→ Exercise directions
The entries that follow are to be duplicated in full, character for character.

→ Input data
==========
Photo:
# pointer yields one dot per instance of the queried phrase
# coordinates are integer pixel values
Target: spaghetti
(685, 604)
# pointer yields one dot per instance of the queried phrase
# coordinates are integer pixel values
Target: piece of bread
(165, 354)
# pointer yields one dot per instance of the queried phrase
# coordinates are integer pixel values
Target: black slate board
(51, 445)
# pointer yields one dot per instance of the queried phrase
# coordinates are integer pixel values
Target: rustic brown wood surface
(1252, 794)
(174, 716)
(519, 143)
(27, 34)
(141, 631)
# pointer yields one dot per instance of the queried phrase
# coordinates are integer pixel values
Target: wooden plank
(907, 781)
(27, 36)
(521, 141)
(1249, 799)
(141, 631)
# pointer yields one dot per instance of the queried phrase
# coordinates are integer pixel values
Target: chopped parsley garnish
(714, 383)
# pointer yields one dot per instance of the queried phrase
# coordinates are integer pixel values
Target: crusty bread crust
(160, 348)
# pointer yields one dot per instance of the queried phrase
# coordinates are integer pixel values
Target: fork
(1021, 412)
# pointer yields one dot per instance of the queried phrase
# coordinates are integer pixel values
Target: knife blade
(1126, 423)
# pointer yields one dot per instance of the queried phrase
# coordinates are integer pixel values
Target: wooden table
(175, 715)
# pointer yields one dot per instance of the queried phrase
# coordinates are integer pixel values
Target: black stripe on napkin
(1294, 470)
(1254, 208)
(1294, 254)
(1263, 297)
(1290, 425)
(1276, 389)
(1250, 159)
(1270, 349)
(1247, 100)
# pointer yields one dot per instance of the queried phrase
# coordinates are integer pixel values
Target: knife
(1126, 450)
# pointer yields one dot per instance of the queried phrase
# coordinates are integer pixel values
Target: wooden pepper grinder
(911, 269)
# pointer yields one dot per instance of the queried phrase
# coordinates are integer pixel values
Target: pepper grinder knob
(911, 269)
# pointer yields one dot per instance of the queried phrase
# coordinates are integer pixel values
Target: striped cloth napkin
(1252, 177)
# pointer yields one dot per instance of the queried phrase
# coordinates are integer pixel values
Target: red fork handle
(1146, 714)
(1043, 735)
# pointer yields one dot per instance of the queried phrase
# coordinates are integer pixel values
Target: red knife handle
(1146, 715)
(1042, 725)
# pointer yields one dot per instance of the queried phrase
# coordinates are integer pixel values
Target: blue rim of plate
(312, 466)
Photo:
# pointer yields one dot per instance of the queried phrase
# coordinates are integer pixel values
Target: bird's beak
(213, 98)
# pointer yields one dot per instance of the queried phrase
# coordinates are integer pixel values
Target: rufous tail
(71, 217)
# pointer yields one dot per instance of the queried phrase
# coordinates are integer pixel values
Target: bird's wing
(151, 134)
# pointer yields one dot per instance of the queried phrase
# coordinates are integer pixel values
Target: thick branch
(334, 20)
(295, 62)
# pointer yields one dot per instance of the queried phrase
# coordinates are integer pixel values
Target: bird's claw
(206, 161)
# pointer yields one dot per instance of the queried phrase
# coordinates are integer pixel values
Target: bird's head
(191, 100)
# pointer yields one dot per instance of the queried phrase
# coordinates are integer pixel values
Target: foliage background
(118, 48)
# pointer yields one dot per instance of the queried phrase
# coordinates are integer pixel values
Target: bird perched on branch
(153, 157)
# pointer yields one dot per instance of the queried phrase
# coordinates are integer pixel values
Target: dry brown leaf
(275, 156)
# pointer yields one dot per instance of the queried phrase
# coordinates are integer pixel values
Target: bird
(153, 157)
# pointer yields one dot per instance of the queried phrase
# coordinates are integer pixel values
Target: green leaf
==========
→ Final answer
Photo:
# pointer yields one dot per instance of the queried phrase
# coordinates are integer pixel values
Target: spaghetti
(685, 604)
# pointer yields one dot per instance of the queried phrase
# coordinates are integer pixel values
Target: piece of bread
(165, 354)
# pointer yields one dot per instance of the queried phrase
# coordinates are integer pixel values
Target: black slate board
(51, 445)
# pointer yields one dot per instance of the queried phrase
# coordinates are integer pixel values
Target: rustic brown wood surface
(1252, 794)
(174, 716)
(519, 143)
(27, 34)
(141, 631)
# pointer yields one dot per instance of the queried phrase
# coordinates are integer pixel values
Target: wooden plank
(907, 781)
(27, 36)
(521, 141)
(1249, 799)
(141, 631)
# pointer yields one dot per instance of the queried phrase
# coordinates are integer pixel values
Target: chopped parsley garnish
(714, 383)
# pointer yields one dot per instance of the queried phrase
# coordinates are integer pixel values
Target: crusty bread crust
(160, 348)
# pointer yields one dot per instance of the queried phrase
# coordinates are integer pixel values
Target: fork
(1021, 412)
# pointer yields one dot per instance of the queried phrase
# coordinates are integer pixel values
Target: knife blade
(1126, 423)
# pointer yields one dot per instance of the queried phrase
# coordinates are integer pixel values
Target: wooden table
(175, 715)
# pointer yields one dot per instance of the queried phrase
# coordinates are integer pixel values
Target: black stripe on napkin
(1294, 470)
(1254, 208)
(1294, 254)
(1263, 297)
(1290, 425)
(1276, 389)
(1250, 159)
(1270, 349)
(1247, 100)
# pointer yields one dot per instance of the queried phrase
# coordinates are integer pixel values
Target: knife
(1126, 450)
# pointer yields one dot per instance of the queried phrase
# coordinates are integer pixel values
Target: wooden pepper grinder
(911, 269)
# pointer yields one dot per instance of the queried phrase
# coordinates are integer pixel values
Target: pepper grinder knob
(911, 269)
# pointer yields one dot per instance of the queried phrase
# coordinates are integer pixel values
Target: striped cloth napkin
(1252, 177)
# pointer yields one dot per instance of the queried phrase
# coordinates are integer pixel values
Target: red fork handle
(1146, 714)
(1043, 735)
# pointer yields one dot per instance of the queried phrase
# coordinates are integer pixel values
Target: red knife handle
(1146, 715)
(1042, 725)
# pointer yields one dot per instance of the queried phrase
# coordinates are integer pixel values
Target: blue rim of plate
(312, 466)
Photo:
# pointer yields one dot per instance of the queried phrase
# coordinates are integer pixel values
Target: bird's beak
(213, 98)
# pointer yields one dot per instance of the queried phrase
# coordinates are integer pixel values
Target: rufous tail
(71, 217)
# pointer yields one dot per instance of the queried phrase
# coordinates are integer pixel values
Target: bird's wing
(151, 134)
# pointer yields one dot per instance of the queried phrase
# coordinates are integer pixel values
Target: thick branch
(334, 20)
(295, 62)
# pointer yields one dot per instance of the queried phrase
# coordinates are integer pixel values
Target: bird's claw
(206, 161)
# pointer yields one dot per instance of the queried phrase
# coordinates are integer pixel values
Target: bird's head
(191, 100)
# pointer yields one dot per instance of the queried phrase
# coordinates are integer pixel values
Target: foliage background
(118, 48)
# pointer yields one dot per instance of the queried phrase
# coordinates are integer pixel values
Target: bird perched on branch
(153, 157)
# pointer yields one dot per instance of the queried phrase
# coordinates are integer pixel values
Target: dry brown leaf
(275, 156)
# pointer yields one dot per instance of the queried phrase
# coordinates are integer pixel values
Target: bird
(153, 157)
# pointer yields one dot per instance of the queried phrase
# coordinates are integer pixel values
Target: green leaf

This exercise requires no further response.